*** Sağlanan metin

Bâkıllânî

(ö. 403/1013)
Eş‘arî kelâmcısı ve Mâlikî fakihi
- A +

Hayatı

Bâkıllânî 330/941-42 yılı civarında doğdu. Basra’da eğitim hayatına başladı. İmam Eş‘arî’nin öğrencilerinden İbn Mücâhid et-Ta‘î ve Ebül-Hasan el-Bâhilî’den kelâm, usûl, fıkıh ve ahlâk ilimlerini tahsil etti. Öğrenimini tamamlamak için Bağdat’a gitti ve Bağdat’taki âlimlerden ders aldı. Ebû Abdullah eş-Şirâzî ve İbn Ebî Zeyd el-Kayravânî’den Malikî fıkhı öğrendi. Ayrıca burada hadis rivayetleri dinledi. Daha sonra Basra’ya döndü ve Basra camiinde ders verdi. Büveyhî hükümdarı Adudüddevle’nin daveti üzerine Şîraz’a gitti ve burada farklı mezheplere mensup bilginlerle tartışmaların yapıldığı meclislere Ehl-i Sünnet temsilcisi olarak katıldı. Kelâmî ve fıkhî konulardaki münâzaralarda başarı sağladı ve bu sebeple Adudüddevle onu oğlu Simnânüddevle’ye hoca olarak tayin etti. Burada çeşitli kelâmî ve fıkhî konularda münâzaralar yaptı ve üstünlüğünü kabul ettirdi. Adudüddevle, Bâkıllânî’yi oğlu Simnânüddevle’yi yetiştirmekle görevlendirdi. Ayrıca onu Bizans’ın başkenti Kostantiniyye’ye elçi olarak görevlendirdi. Bizans İmparatoru II. Basilius huzurunda birçok papazla Hristiyanlık ve İslâm’a ait kelâmî, fıkhî ve siyasî konularda münâzaralar yaptı. Bağdat, Ukberâ ve Sağr’da kadılık yaptı. Daha sonra Adudüddevle’nin vefatı üzerine Bağdat’a döndü ve burada ölümüne kadar müderrislik yaptı. Derslerine İslâm dünyasının her tarafından öğrenciler katıldı. Çeşitli dinî grupların liderleriyle münâzaralar yaptı. Halife Kâdir-Billâh tarafından Bâtınîlere karşı vazifelendirildi, elçi olarak görevlendirildi ve bu amaçla bir kitap da yazdı. 

Bâkıllânî 23 Zilkade 403 (5 Haziran 1013) tarihinde Cumartesi günü Bağdat’ta vefat etti.

Öğretisi

Bâkıllânî birçok dinî alanda eserleri olmakla birlikte kelâm ilmindeki eserleri ve görüşleriyle temayüz eder. Kendisi, Eş‘arîliğin sistemli bir mezhep haline gelmesinde önemli katkıları olan bir âlimdir.

******
*** Verilen bilgiler

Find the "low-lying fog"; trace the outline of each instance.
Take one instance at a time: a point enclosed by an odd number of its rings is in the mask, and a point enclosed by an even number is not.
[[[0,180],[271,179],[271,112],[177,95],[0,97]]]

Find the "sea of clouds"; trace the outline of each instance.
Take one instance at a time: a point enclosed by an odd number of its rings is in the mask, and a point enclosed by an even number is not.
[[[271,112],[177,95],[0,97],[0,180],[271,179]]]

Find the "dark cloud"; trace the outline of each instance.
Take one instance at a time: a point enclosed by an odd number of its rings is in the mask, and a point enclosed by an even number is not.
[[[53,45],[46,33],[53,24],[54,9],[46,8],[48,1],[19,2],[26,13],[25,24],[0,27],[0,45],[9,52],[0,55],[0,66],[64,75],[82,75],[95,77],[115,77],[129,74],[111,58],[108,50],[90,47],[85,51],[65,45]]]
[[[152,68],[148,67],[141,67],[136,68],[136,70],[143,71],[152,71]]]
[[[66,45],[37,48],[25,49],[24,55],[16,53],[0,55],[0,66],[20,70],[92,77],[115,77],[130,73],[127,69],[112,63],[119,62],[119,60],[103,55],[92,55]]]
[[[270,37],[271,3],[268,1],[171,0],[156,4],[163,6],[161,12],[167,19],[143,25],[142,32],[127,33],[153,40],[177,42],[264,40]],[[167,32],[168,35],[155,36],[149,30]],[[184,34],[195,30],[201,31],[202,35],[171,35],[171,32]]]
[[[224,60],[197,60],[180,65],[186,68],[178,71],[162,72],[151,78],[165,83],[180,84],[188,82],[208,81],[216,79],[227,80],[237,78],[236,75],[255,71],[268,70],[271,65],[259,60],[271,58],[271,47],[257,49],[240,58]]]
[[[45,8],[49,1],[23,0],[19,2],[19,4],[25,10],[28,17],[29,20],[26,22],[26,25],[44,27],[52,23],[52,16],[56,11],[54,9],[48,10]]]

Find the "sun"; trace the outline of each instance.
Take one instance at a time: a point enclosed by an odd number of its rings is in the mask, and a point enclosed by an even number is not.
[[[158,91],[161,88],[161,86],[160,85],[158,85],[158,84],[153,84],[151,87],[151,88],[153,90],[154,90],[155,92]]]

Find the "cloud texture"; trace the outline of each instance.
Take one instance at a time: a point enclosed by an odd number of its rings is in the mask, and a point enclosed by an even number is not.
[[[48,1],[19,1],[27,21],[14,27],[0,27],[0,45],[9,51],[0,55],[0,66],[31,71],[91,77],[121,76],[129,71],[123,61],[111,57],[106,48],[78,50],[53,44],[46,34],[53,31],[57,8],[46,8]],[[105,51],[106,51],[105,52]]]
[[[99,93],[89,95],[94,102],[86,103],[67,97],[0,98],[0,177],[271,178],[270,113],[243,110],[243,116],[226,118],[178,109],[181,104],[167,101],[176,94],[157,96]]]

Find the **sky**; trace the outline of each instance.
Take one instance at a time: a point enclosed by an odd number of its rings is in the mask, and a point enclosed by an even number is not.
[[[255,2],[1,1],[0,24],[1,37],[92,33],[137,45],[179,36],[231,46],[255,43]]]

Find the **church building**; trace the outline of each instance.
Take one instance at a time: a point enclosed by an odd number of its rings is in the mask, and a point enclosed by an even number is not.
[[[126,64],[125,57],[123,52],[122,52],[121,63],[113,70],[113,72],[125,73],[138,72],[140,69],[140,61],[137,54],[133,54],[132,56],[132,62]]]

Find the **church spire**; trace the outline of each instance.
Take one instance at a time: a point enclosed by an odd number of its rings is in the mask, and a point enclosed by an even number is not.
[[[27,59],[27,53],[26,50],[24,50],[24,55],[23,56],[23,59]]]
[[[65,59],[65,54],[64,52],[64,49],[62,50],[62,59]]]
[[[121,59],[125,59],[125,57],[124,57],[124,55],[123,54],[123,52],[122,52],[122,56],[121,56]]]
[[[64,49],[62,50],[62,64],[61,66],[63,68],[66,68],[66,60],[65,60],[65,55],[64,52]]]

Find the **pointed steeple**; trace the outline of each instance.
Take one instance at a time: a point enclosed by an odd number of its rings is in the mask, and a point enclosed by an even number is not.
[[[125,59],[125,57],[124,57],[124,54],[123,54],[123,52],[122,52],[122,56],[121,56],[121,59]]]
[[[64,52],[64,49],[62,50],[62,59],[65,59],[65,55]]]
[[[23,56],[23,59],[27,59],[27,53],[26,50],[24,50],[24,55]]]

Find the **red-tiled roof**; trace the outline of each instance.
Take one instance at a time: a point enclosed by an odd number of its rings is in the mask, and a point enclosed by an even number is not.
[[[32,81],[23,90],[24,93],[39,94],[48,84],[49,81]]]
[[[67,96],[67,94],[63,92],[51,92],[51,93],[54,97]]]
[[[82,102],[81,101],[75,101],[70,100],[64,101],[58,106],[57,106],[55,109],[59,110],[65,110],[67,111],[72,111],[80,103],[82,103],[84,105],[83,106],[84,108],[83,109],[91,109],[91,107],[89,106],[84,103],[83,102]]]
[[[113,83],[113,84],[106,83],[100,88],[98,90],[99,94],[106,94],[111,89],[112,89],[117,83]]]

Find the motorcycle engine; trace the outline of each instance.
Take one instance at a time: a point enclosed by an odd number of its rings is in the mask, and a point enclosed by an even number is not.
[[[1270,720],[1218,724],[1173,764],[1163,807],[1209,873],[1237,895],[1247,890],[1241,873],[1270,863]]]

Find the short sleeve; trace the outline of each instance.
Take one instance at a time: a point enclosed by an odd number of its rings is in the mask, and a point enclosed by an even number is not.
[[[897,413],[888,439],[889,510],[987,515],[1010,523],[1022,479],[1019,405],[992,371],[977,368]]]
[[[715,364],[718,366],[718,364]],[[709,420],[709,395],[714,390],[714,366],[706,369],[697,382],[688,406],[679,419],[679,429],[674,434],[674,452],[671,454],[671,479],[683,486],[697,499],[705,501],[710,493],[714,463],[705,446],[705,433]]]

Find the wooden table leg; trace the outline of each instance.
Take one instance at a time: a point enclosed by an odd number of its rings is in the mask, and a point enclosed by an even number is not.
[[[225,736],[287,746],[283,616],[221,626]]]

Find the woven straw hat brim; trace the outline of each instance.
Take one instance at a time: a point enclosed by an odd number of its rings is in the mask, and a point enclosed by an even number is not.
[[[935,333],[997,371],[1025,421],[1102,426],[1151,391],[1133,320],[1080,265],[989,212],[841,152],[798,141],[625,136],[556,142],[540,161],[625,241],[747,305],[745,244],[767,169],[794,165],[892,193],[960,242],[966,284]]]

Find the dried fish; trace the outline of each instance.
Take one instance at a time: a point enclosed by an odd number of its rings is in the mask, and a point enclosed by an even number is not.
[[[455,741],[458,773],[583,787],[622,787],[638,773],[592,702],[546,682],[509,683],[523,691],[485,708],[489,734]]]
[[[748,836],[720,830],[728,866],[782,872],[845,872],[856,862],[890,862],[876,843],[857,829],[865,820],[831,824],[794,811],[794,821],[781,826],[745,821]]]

******

▸ **Görev tanımı**:
Bâkıllânî metninde "Bâkıllânî birçok dinî" ifadesinden "olan bir âlimdir." ifadesine kadar uzanan her şeyi hiçbir değişiklik yapmadan çıktı olarak verin. Kayıtların Bâkıllânî metniyle hiçbir ilgisi yoktur.

▸ **Alıştırma sonucu**:
Bâkıllânî birçok dinî alanda eserleri olmakla birlikte kelâm ilmindeki eserleri ve görüşleriyle temayüz eder. Kendisi, Eş‘arîliğin sistemli bir mezhep haline gelmesinde önemli katkıları olan bir âlimdir.